If a kid carries around a window crank and a screwdriver in their bag, tells you it's secret from their parents, "just in case," because their windows have been screwed shut and the cranks removed? That's a red flag!
If a kid tells an adult they trust, "my parent is an asshole and I'm afraid of them," that's a red mother fucking flag.
If a kid wears shorts to school with bruises covering their legs and makes teary eye contact with their teacher through the entire class period? Red. Flag.
If a straight-A student fails an exam, looks like they haven't slept in two days, is holding their arm awkwardly to the side as if it is hurt, and stands in their guidance counselor's office, shaking and crying, convinced that that failed exam is the end of the world? guess what color the flag is. RED.
If a kid passes out after a hot day of outdoor activities and when their parent arrives to take them home they scream at the kid for making them look bad- the flag is red!
All of the fucking flags were red. Fuck.
This was my 4th Christmas without my mother. Every year, I am struck by how much of a fucking relief it is. I was told by so many people that I would regret my decision, that I would miss her, that "she's your mom and you only get one."
I don't miss her. My life has been objectively better without her.
I miss believing I had a mom who loved me, but that started a long time before I cut her out.
I don't miss the panic I felt seeing her name on my caller id. I don't miss her manipulation. I don't miss her parentifying me. I don't miss the burden of caring for her in her old age looming over my head like a fucking guillotine. I don't miss her guilt or her lies or her abuse.
I don't miss her. I don't miss her. I don't miss her. I feel free.
I can't believe I'm 31 and still putting pieces together.
Shortly after reporting my stepfather to the police for rape, his father, the man I had called grandpa for a fucking decade, started coming to the burger joint I worked at. I couldn't get a restraining order because he didn't do anything but order a burger and sit at a table directly across from the register and stare at me. He'd leave when he finished his food.
When I told people, their reaction was always "why would he do that? That's so weird." But knowing what I know now, knowing he'd been paying my mother thousands of dollars over the years to keep both of us quiet, knowing he had effectively been paying my mother to let his son use me-
It was just intimidation. Money wasn't keeping me quiet so he wanted to scare me into silence. Wanted me to know he had more power, more resources, more time.

Extracted data entries
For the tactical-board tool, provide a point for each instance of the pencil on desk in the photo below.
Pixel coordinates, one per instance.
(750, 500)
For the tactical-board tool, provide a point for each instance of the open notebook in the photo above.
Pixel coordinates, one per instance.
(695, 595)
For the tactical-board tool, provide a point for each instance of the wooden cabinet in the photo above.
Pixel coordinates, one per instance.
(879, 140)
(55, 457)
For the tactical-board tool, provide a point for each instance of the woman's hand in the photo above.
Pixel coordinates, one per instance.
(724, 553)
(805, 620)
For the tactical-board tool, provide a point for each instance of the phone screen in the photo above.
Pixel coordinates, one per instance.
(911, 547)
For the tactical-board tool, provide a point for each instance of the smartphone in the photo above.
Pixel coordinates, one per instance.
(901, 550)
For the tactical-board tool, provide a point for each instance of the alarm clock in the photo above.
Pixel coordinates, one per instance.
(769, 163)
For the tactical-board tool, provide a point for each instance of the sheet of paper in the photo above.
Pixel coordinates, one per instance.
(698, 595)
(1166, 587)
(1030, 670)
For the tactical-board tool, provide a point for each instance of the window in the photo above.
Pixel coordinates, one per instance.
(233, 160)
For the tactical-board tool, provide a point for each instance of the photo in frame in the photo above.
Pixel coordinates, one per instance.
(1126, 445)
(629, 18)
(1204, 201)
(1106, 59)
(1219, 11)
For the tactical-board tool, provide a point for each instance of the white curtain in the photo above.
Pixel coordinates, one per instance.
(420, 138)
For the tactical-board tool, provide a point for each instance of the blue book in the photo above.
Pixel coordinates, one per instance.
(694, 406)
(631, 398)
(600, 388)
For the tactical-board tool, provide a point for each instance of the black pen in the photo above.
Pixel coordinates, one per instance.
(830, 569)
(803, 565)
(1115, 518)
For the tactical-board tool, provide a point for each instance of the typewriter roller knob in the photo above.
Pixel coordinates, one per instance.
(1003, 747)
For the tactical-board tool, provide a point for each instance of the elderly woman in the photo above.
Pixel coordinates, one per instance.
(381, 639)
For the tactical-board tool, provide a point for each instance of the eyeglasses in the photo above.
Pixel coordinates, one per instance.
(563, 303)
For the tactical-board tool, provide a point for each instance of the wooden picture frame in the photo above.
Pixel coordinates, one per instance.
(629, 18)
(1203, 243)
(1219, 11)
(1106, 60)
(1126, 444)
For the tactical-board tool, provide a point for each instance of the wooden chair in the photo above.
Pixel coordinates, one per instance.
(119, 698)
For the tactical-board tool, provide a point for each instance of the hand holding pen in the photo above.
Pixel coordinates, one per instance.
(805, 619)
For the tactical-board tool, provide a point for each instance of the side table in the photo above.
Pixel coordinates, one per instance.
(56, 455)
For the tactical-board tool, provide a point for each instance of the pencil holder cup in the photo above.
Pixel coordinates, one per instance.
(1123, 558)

● **Problem to solve**:
Retype the entire passage about abuse and its warning signs, word for word, with every line in its original order.

● **Solution for this problem**:
If a kid carries around a window crank and a screwdriver in their bag, tells you it's secret from their parents, "just in case," because their windows have been screwed shut and the cranks removed? That's a red flag!
If a kid tells an adult they trust, "my parent is an asshole and I'm afraid of them," that's a red mother fucking flag.
If a kid wears shorts to school with bruises covering their legs and makes teary eye contact with their teacher through the entire class period? Red. Flag.
If a straight-A student fails an exam, looks like they haven't slept in two days, is holding their arm awkwardly to the side as if it is hurt, and stands in their guidance counselor's office, shaking and crying, convinced that that failed exam is the end of the world? guess what color the flag is. RED.
If a kid passes out after a hot day of outdoor activities and when their parent arrives to take them home they scream at the kid for making them look bad- the flag is red!
All of the fucking flags were red. Fuck.
This was my 4th Christmas without my mother. Every year, I am struck by how much of a fucking relief it is. I was told by so many people that I would regret my decision, that I would miss her, that "she's your mom and you only get one."
I don't miss her. My life has been objectively better without her.
I miss believing I had a mom who loved me, but that started a long time before I cut her out.
I don't miss the panic I felt seeing her name on my caller id. I don't miss her manipulation. I don't miss her parentifying me. I don't miss the burden of caring for her in her old age looming over my head like a fucking guillotine. I don't miss her guilt or her lies or her abuse.
I don't miss her. I don't miss her. I don't miss her. I feel free.
I can't believe I'm 31 and still putting pieces together.
Shortly after reporting my stepfather to the police for rape, his father, the man I had called grandpa for a fucking decade, started coming to the burger joint I worked at. I couldn't get a restraining order because he didn't do anything but order a burger and sit at a table directly across from the register and stare at me. He'd leave when he finished his food.
When I told people, their reaction was always "why would he do that? That's so weird." But knowing what I know now, knowing he'd been paying my mother thousands of dollars over the years to keep both of us quiet, knowing he had effectively been paying my mother to let his son use me-
It was just intimidation. Money wasn't keeping me quiet so he wanted to scare me into silence. Wanted me to know he had more power, more resources, more time.